• Document section:
================

Tiny Beautiful Things review – you’ll either weep or storm out of the room in fury

Kathryn Hahn as Clare in Tiny Beautiful Things.
‘When a gift is given, say thank you’ … Kathryn Hahn as Clare in Tiny Beautiful Things. Photograph: Erin Simkin/Hulu

The renaissance of Kathryn Hahn has been one of the few bright spots in the bleakness of the last few years. It officially began (though she had been ramping up her work via the likes of Transparent and the wonderful Mrs Fletcher before that) with her turn as nosy neighbour-cum-witch Agatha Harkness in Disney’s 2021 hit WandaVision, and she is now the central figure of the streaming platform’s new series Tiny Beautiful Things.

The drama is based on Cheryl Strayed’s 2012 collection of essays of the same name, which were themselves based on the responses she used to write for the Dear Sugar problem page of online literary magazine the Rumpus. Into it, she channelled her many and varied life experiences – good and extraordinarily bad, all of which would become familiar to millions when her memoir, Wild, went on to be an Oprah-anointed global phenomenon. She delivered compassionate and brilliantly written replies to those seeking solace from the anonymous agony aunt. If, to the average UK sensibility, they often veered towards the emetic and set off oversharing alarm bells – well, that’s probably our problem and not hers. But it does mean that you might want to approach the latest iteration of her work with either caution or a determinedly open, uncynical mindset, however unnatural it feels. I think it’s the best way to get through it.

Hahn is Clare, a married (just about) mother of one who is on the cusp of her 50th birthday and entering a perfect storm of current frustrations, past regrets, unfulfilled ambitions, unprocessed trauma and fears for the future. She was once an aspiring young writer with a book deal (though we see her effectively being bullied into it by a male editor during one of the flashbacks to Clare’s youth – in which she is brilliantly played by Sarah Pidgeon). But her mother (an underused Merritt Wever given little but a saintly one-note to play) died of lung cancer when Clare was 22, sending the latter into a spiral of estrangement from her brother, infidelity while with her first husband, divorce, heroin addiction, self-loathing (we see her refuse a little child’s offer of his balloon on the bus because she feels unworthy of “such tiny beautiful things”) – and she never wrote the book.

Now she is an administrator at a care home – though not for long, following the discovery that she is bedding down in a patient’s room after her current husband has thrown her out of the family home – and wondering in voiceover, “How did I get so far from the person I wanted to be?” Look, I told you: adjust your mindset (and accept the balloon) or pop it in low-level fury and get out while the getting’s good.

When an old friend offers Clare the job of advice columnist, she is reluctant at first to pretend to be an authority when her own life is such a mess. But gradually she comes to realise that you can still help others even if you can’t help yourself, and composing the replies comes to act as a kind of catharsis and salvation. Staging posts on her journey towards healing, you could say, if you’ve adjusted enough.

Tiny Beautiful Things is clearly designed as a tearjerker and there are many times when the manipulations show too starkly to be effective. There is a recurring scene about a coat, the last gift Clare’s mother was to give her, which the young Clare asks to return as she doesn’t like the colour. This is overplayed to the point of absurdity: “When a gift is given,” Sugar tells one of her correspondents and us, repeatedly, “say thank you.” But if you’re a Strayed fan, or you’re in the mood for a good cry, enjoy. Otherwise, it is purgatory of quite a different kind.

================

• What you will do:
Please write out the review again from "Hahn is Clare, a" to "wrote the book.", changing "brother" to "sister".

================

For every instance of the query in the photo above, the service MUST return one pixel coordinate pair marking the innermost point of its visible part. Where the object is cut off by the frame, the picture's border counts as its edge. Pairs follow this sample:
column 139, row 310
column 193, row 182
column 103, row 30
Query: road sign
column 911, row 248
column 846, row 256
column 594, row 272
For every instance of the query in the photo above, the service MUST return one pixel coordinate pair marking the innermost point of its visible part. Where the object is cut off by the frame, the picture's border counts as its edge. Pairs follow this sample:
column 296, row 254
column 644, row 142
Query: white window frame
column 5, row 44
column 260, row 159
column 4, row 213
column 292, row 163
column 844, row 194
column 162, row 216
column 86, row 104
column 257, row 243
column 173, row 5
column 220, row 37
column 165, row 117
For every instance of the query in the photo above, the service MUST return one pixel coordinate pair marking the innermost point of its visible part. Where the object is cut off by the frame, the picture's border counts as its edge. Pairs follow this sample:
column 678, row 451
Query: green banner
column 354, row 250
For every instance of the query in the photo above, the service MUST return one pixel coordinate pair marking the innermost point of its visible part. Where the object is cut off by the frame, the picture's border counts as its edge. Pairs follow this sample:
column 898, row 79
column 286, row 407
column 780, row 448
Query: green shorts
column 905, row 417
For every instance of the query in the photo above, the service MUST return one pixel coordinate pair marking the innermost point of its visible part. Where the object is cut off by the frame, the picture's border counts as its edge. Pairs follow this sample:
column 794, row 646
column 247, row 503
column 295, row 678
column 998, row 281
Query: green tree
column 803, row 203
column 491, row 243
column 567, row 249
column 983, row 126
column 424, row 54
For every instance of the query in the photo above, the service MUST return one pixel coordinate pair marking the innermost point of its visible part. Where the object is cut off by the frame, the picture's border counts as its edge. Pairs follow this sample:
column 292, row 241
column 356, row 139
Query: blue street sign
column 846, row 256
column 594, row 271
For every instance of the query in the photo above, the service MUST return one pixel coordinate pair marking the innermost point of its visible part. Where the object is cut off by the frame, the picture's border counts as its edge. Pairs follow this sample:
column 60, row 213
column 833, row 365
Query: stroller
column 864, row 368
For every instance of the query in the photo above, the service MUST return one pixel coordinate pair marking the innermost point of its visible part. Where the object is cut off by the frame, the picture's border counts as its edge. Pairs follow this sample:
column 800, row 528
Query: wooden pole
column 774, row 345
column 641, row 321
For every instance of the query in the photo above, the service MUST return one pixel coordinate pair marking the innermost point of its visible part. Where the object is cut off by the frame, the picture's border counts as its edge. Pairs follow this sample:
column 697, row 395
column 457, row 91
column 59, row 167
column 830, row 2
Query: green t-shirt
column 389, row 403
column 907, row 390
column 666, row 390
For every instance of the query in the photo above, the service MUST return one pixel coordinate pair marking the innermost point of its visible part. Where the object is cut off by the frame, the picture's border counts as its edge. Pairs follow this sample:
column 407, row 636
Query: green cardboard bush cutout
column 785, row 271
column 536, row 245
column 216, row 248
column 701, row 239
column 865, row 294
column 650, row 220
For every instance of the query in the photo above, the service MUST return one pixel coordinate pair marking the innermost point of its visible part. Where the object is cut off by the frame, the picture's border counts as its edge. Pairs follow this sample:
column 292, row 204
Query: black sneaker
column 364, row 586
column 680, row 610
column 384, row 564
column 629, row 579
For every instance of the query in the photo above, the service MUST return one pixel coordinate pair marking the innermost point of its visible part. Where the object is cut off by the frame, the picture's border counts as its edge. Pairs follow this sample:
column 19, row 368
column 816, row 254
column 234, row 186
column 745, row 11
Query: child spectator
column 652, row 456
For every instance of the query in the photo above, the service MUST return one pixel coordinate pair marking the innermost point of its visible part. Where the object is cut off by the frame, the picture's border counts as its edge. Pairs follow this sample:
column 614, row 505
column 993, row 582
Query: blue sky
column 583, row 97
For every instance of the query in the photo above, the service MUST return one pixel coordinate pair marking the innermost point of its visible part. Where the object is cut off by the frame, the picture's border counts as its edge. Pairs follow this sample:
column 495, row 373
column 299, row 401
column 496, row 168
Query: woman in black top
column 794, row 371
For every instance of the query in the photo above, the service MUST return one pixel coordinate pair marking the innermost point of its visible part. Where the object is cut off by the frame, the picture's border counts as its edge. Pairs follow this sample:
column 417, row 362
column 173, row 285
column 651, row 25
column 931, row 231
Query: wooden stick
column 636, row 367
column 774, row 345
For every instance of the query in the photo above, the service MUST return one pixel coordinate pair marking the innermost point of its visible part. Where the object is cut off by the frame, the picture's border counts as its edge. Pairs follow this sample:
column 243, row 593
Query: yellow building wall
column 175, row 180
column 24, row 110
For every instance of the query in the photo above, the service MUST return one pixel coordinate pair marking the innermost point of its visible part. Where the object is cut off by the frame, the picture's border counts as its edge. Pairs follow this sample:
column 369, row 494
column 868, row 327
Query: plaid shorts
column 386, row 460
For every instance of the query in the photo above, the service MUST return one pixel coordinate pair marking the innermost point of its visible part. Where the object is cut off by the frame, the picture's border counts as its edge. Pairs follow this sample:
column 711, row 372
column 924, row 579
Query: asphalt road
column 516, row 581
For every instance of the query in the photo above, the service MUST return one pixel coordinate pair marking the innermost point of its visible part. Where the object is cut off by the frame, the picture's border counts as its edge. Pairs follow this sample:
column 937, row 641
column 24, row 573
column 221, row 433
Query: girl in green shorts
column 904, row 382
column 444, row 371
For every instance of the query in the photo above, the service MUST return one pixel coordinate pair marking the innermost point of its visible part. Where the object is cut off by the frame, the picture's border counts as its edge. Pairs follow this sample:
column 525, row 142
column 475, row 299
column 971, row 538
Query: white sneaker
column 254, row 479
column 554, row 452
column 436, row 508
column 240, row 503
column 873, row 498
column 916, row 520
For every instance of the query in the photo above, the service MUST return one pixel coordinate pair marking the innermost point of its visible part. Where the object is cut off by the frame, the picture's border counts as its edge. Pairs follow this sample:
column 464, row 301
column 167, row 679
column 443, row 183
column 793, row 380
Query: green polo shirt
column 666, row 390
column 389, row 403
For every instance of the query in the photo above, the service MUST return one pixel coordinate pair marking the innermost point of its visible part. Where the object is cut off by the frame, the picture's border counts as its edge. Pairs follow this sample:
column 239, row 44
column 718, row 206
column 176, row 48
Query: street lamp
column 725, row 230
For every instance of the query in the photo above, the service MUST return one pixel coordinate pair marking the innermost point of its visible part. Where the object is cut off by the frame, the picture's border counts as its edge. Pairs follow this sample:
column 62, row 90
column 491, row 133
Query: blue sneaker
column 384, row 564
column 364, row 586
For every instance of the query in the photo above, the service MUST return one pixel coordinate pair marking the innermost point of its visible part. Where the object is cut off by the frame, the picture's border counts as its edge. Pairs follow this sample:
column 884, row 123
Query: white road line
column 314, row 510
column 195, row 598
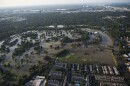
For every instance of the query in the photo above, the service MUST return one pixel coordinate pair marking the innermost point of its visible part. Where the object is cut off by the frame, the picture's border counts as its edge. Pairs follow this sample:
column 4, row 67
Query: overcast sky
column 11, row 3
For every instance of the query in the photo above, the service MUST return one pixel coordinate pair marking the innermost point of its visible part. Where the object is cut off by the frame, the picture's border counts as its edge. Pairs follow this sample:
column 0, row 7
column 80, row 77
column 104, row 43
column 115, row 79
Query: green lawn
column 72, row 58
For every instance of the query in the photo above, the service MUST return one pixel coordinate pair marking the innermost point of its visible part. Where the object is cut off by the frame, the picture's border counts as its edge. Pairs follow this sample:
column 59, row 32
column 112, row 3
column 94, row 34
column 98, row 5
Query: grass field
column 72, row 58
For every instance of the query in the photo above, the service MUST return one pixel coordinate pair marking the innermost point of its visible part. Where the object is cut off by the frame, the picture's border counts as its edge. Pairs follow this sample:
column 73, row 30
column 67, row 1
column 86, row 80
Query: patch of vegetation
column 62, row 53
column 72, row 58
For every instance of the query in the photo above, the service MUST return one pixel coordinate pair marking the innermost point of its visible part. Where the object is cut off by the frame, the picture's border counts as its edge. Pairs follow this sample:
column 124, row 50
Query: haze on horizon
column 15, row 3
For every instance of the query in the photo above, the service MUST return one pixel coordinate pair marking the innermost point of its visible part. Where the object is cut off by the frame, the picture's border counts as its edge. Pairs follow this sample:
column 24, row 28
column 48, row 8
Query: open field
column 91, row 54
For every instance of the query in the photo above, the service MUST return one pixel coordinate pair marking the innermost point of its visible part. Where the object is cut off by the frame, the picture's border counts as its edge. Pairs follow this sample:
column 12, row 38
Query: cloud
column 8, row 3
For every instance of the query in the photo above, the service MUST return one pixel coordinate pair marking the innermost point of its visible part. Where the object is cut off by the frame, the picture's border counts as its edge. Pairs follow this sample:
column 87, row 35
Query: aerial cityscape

================

• Solution below:
Hahn is Clare, a married (just about) mother of one who is on the cusp of her 50th birthday and entering a perfect storm of current frustrations, past regrets, unfulfilled ambitions, unprocessed trauma and fears for the future. She was once an aspiring young writer with a book deal (though we see her effectively being bullied into it by a male editor during one of the flashbacks to Clare’s youth – in which she is brilliantly played by Sarah Pidgeon). But her mother (an underused Merritt Wever given little but a saintly one-note to play) died of lung cancer when Clare was 22, sending the latter into a spiral of estrangement from her sister, infidelity while with her first husband, divorce, heroin addiction, self-loathing (we see her refuse a little child’s offer of his balloon on the bus because she feels unworthy of “such tiny beautiful things”) – and she never wrote the book.